TÂCHE DONNÉE 1:
Répondez s'il vous plaît à ces questions sur l'entretien avec Médine, une réponse par ligne, marquée comme la question :
(a) Quel jour et à quelle heure Médine sera-t-il en concert au Zénith de Paris ?
(b) Comment s'intitule son dernier album ?
(c) En quel mois a-t-il dû renoncer à son concert au Bataclan ?

EXTRAIT DU TEXTE:
··········

Médine: «J’ai été pris pour un poseur de bombe alors que j’étais un démineur»
INTERVIEW•Le rappeur célèbre son dernier album au Zénith de Paris, samediPropos recueillis par Clio Weickert
L'essentiel
- Médine sera en concert au Zénith de Paris, samedi à 20h.
- Liberté d’expression, feat avec Booba et attachement au Havre, le rappeur a répondu aux questions de « 20 Minutes ».
«Coupe la tête du coq et il court toujours, le 9 février au Zénith, ce s’ra full ». Les paroles de Médine dans Kyll, son carton de l’hiver en feat avec Booba, sont on ne peut plus claires, le rappeur est loin d’avoir dit son dernier mot. Samedi, il clôturera sa tournée sur la scène du Zénith de Paris (et quelques dates jusqu’à juin), près d’un an après la sortie de son dernier album, Storyteller. Il y tournera peut-être aussi définitivement la page d’une année 2018 agitée.
En septembre, après des mois de polémique, Médine avait dû renoncer, à contrecœur, à son concert au Bataclan. « Certains groupes d’extrême-droite ont prévu d’organiser des manifestations dont le but est de diviser, n’hésitant pas à manipuler et à raviver la douleur des familles des victimes. Par respect pour ces mêmes familles et pour garantir la sécurité de mon public, les concerts ne seront pas maintenus », annonçait-il dans un communiqué. Que lui reprochait-on ? Le titre d’un de ses albums, Jihad, le plus grand combat est contre soi-même (2005), et les paroles de la chanson Don’t Laïk (2015), jugées par certains problématiques.
Quelques jours avant son Zénith, Médine est revenu, à froid, auprès de 20 Minutes sur cette polémique. Mais aussi sur l’origine de son feat et de son amitié avec Booba, son attachement au Havre et son amour pour Hook et les enfants perdus.
Que ressentez-vous avant ce concert au Zénith ?
C’est particulier, comme toutes les grosses dates parisiennes. Jouer dans la capitale, depuis le début de ma carrière, c’est toujours exceptionnel. Là, ça clôture ma tournée, il y aura des invités et je travaille le cardio différemment parce qu’il va falloir tenir un peu plus longtemps. Il y aura des morceaux de l’ancien répertoire pour essayer d’avoir quelque chose d’assez complet sur cette date. Je l’aborde un peu différemment des autres concerts de la tournée.
Est-ce que pour vous, il s’agit d’une petite revanche sur l’an dernier ?

··········

DONNÉES FOURNIES:
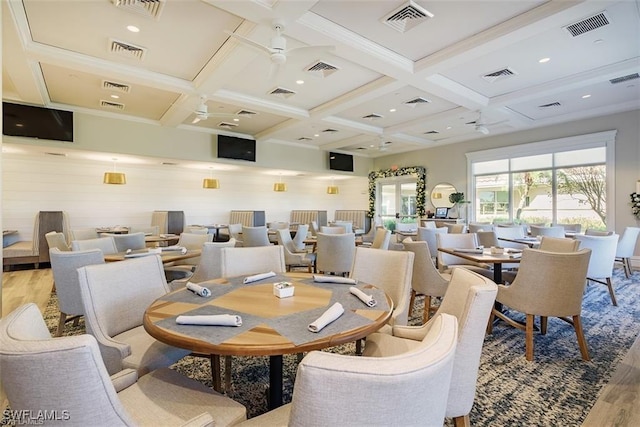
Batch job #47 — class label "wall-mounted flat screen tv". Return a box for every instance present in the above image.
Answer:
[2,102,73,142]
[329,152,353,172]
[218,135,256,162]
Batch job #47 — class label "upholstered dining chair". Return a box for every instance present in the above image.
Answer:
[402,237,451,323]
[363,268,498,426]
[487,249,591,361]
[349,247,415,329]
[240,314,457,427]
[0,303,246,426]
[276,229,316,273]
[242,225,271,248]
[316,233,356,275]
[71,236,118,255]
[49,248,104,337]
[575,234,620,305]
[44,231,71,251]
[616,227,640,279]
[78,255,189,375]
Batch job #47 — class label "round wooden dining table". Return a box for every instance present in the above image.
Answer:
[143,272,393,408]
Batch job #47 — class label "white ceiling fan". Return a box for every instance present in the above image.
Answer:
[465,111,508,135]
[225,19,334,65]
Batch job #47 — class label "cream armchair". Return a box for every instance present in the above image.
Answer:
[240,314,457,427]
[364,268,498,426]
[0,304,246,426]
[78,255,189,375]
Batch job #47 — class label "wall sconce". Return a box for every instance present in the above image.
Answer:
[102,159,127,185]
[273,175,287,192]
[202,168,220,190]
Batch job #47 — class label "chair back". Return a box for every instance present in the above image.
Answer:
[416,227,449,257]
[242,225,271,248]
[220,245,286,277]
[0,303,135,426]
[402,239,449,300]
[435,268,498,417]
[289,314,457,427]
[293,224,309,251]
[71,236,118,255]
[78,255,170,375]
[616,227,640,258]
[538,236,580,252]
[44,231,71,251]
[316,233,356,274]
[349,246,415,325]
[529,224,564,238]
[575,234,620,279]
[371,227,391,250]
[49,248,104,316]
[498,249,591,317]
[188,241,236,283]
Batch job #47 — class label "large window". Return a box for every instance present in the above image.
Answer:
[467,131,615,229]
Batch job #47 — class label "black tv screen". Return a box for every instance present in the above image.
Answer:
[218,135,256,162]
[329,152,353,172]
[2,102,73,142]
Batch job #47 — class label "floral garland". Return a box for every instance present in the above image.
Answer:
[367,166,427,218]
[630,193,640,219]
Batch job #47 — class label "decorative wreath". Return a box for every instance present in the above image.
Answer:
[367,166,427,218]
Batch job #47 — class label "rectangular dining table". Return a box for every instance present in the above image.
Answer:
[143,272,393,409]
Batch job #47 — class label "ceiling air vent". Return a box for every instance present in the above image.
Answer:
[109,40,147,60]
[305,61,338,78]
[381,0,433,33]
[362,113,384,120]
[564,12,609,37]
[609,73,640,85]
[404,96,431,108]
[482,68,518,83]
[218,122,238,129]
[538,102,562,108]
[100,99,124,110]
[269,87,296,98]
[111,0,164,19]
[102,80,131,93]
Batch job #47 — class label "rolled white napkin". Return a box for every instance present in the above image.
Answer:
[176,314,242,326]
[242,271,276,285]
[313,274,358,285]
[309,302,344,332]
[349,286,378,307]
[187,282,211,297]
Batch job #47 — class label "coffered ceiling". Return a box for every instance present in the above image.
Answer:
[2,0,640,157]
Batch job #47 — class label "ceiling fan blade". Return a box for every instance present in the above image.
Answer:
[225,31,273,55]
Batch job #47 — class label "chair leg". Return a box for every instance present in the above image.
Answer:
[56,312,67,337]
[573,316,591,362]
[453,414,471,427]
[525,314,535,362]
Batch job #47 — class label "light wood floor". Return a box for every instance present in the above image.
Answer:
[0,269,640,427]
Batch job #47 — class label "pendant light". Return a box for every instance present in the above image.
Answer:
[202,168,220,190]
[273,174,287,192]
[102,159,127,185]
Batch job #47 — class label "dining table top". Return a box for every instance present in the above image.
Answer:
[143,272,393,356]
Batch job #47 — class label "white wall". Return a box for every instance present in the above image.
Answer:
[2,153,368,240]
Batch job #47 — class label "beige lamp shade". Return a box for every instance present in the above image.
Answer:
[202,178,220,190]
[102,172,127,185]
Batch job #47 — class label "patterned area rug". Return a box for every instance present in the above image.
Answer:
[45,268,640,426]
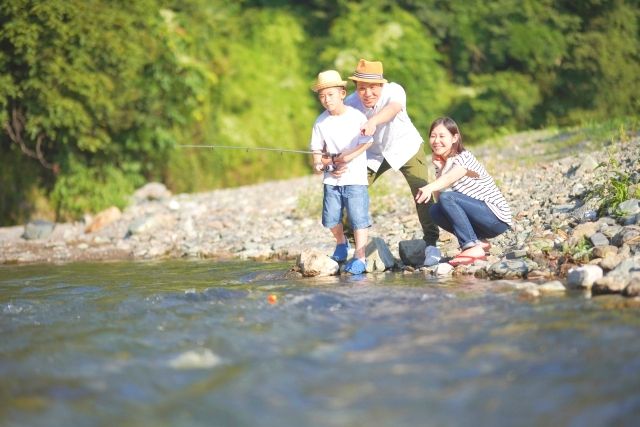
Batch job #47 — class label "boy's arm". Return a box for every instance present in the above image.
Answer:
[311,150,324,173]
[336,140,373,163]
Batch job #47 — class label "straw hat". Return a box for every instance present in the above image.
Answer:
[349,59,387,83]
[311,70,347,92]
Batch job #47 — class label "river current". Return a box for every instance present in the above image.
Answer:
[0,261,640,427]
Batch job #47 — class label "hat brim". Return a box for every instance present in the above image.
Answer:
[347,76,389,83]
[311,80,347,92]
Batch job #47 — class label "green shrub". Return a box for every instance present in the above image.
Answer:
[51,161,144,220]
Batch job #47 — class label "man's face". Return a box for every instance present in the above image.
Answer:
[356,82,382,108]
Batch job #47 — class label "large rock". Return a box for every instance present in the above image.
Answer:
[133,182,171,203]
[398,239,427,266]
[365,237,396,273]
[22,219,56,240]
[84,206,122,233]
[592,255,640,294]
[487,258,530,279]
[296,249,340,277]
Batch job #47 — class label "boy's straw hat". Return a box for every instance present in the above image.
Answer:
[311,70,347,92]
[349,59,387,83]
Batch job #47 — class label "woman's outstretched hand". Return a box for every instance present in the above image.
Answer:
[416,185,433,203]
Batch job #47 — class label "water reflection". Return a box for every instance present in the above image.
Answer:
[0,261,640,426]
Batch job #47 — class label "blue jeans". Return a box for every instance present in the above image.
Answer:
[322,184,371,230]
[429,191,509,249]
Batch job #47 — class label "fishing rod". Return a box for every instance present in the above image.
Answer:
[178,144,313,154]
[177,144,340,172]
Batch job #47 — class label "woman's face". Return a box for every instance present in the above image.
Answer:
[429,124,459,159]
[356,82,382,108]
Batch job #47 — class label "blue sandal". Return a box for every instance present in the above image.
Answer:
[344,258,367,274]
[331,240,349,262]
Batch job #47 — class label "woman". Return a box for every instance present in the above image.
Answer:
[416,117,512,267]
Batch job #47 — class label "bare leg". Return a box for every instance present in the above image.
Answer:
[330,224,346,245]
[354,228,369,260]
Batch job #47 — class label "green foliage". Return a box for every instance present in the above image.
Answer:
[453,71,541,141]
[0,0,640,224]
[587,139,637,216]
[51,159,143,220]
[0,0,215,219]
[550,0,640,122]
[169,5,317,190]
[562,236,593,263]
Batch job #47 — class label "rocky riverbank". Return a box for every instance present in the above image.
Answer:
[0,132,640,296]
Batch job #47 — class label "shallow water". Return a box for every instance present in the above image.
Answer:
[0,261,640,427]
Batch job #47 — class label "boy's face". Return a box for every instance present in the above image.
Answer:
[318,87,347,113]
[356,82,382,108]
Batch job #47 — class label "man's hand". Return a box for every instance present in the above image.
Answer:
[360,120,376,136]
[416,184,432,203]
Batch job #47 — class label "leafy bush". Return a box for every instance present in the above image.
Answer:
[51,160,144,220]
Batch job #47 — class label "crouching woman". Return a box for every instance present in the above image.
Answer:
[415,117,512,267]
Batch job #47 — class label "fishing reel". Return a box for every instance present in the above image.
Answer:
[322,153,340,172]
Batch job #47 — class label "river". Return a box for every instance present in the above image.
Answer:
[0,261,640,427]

··········

TÂCHE DONNÉE 2: Indiquez le nombre de lignes des enregistrements ci-dessus qui contiennent le mot « large », en respectant la casse. Donnez uniquement ce nombre.

RÉPONSE COMPLÈTE 1:
(a) Samedi à 20h.
(b) Storyteller.
(c) En septembre.

RÉPONSE COMPLÈTE 2: 2